TEXT EXCERPT »
+ + + + +

Meeting the neighbours
Although not exactly living next door, James and Polly’s new friends are models of neighbourliness
When a neighbour informed us last winter that he was planning to walk from his place to ours, we didn’t exactly rush to put on the kettle. With half a dozen valleys of dense native forest between us, we knew it would be a while before he appeared.
As the months passed we’d occasionally run into him at the Bush Fairy Dairy and hear a progress report. “I think I’m nearly there,” he’d beam or, after yet another false turn into an uninhabited valley, “I’ve just got to check out Google Earth again”. And then, one mild spring afternoon when his arrival had been all but forgotten, we heard a triumphant shout and there he was, waving his machete in jubilation as he emerged from the bush at the back of our house.
Despite such prolonged exploration, the actual pathway he’s lightly forged through the hills takes just a couple of hours to walk. Declaring it officially open a few weeks later he guided us along it, offering a running commentary on the plants we passed and bringing native orchids and rare creepers forth from the foliage as he named them. Inspired by his success, there’s now talk of creating a network of forest paths to keep our community linked in more interesting ways than those provided by the roads.

+ + + + +

EXERCISE SET »
#1 Return the part of the text on meeting the neighbours starting with "Despite such prolonged" and going on through "by the roads.".
#2 Sum up the text on meeting the neighbours in two sentences.
#3 Please extend the text on meeting the neighbours beyond its final sentence.

[Segmentation mask data]
+ + + + +

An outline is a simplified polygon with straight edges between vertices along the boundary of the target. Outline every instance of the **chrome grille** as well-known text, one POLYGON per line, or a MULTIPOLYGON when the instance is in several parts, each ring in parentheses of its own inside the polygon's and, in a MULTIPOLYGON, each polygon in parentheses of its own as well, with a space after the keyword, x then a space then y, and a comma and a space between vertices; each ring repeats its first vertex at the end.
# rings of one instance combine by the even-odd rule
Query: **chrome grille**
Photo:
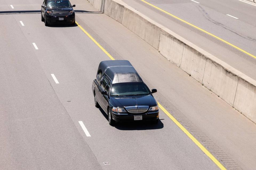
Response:
POLYGON ((53 12, 53 15, 67 15, 69 14, 69 12, 53 12))
POLYGON ((125 109, 131 113, 140 113, 146 112, 149 107, 148 106, 135 106, 126 107, 125 109))

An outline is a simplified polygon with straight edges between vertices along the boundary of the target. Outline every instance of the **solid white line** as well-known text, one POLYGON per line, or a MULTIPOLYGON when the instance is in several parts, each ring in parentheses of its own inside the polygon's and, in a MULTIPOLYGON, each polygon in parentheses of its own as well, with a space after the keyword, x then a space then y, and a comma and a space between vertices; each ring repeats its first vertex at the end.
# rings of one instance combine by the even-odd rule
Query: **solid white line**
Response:
POLYGON ((59 82, 58 81, 58 80, 56 78, 56 77, 55 77, 55 76, 54 75, 54 74, 51 74, 51 76, 53 77, 53 78, 54 80, 54 81, 55 82, 55 83, 56 83, 56 84, 58 84, 59 82))
POLYGON ((83 124, 83 121, 78 121, 79 124, 80 124, 80 126, 82 127, 82 129, 83 130, 83 131, 85 132, 85 133, 87 137, 90 137, 91 136, 91 135, 89 133, 89 132, 87 130, 87 129, 86 129, 85 126, 83 124))
POLYGON ((21 25, 22 26, 24 26, 24 24, 23 24, 23 22, 21 21, 20 21, 19 22, 21 23, 21 25))
POLYGON ((192 1, 193 1, 193 2, 195 2, 195 3, 200 3, 200 2, 197 2, 197 1, 194 1, 193 0, 190 0, 192 1))
POLYGON ((238 19, 238 18, 237 18, 236 17, 235 17, 234 16, 232 16, 232 15, 230 15, 229 14, 226 14, 226 15, 227 15, 228 16, 231 16, 231 17, 233 18, 235 18, 236 19, 238 19))
POLYGON ((35 47, 35 49, 36 50, 38 50, 38 48, 37 48, 37 45, 35 45, 35 43, 34 42, 33 42, 32 44, 33 44, 33 45, 34 45, 34 46, 35 47))
POLYGON ((245 3, 246 3, 248 4, 250 4, 250 5, 253 5, 253 6, 256 6, 256 4, 255 4, 255 3, 254 3, 253 2, 249 2, 247 1, 245 1, 245 0, 238 0, 239 1, 241 1, 241 2, 244 2, 245 3))

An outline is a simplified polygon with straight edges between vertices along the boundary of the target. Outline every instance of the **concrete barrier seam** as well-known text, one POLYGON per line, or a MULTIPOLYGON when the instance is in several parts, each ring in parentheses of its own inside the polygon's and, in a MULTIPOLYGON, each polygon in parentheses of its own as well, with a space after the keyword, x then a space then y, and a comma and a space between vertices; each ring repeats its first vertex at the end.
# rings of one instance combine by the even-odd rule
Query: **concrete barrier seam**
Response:
MULTIPOLYGON (((239 81, 239 77, 238 76, 238 75, 237 76, 237 88, 235 89, 235 98, 234 98, 234 102, 233 102, 233 106, 232 106, 232 107, 233 108, 234 107, 234 104, 235 104, 235 96, 237 95, 237 86, 238 86, 238 81, 239 81)), ((241 112, 241 113, 242 113, 241 112)))

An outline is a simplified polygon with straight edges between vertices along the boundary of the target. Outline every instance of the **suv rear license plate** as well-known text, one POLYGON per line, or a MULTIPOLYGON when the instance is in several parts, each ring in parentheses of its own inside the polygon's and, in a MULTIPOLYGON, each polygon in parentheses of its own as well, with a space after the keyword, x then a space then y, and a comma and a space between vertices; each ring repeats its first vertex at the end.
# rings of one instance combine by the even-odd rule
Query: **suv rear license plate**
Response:
POLYGON ((142 116, 134 116, 134 120, 142 120, 142 116))

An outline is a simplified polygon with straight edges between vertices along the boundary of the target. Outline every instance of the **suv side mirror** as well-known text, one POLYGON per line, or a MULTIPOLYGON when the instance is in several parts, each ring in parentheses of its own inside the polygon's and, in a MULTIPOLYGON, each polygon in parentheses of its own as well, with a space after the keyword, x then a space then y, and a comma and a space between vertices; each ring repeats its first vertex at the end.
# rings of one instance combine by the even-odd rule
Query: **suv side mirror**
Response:
POLYGON ((153 88, 151 90, 151 93, 155 93, 157 91, 157 89, 155 89, 154 88, 153 88))
POLYGON ((107 92, 106 91, 102 91, 101 92, 101 94, 103 95, 107 95, 107 92))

+ + + + +

RESULTS IN ORDER »
#1
Despite such prolonged exploration, the actual pathway he’s lightly forged through the hills takes just a couple of hours to walk. Declaring it officially open a few weeks later he guided us along it, offering a running commentary on the plants we passed and bringing native orchids and rare creepers forth from the foliage as he named them. Inspired by his success, there’s now talk of creating a network of forest paths to keep our community linked in more interesting ways than those provided by the roads.

#2 Over several months, a neighbour worked to find a route on foot through forested valleys to James and Polly's house, finally emerging from the bush behind it one spring afternoon. The path he forged takes a couple of hours to walk, and after he led them along it naming plants, there is talk of a network of forest paths linking the community.

#3
James and I arrived like two witless children expecting to “play house” in the woods so the connection with neighbours has been a lifeline for us as we’ve started our off-grid existence from scratch. As well as offering practical advice on everything from seed sowing to building to rigging up a gravity-feed from the stream, they have also provided hot showers, internet, dry space, tools and morale-boosting hugs in times of need.
One neighbour in particular has advanced us on the land more than anyone else, becoming one of James’ heroes in the process. Quietly spoken, Ray’s the sort of man who repairs broken-down machines with little more than No.8 wire and has a knight-in-shining armour knack of appearing just when he’s most needed.
When we built our ford it was he who helped us block off one side of the stream, then the other, showing us how to bend rebar, pour cement into forms and place rocks in the concrete apron to aid the native eels and koura in their migrations. He also arrived on our site the day the truck with the Hiab came in to raise our roof, wordlessly scaling the scaffold to help anchor the 9.5-metre trusses onto the wooden bearers.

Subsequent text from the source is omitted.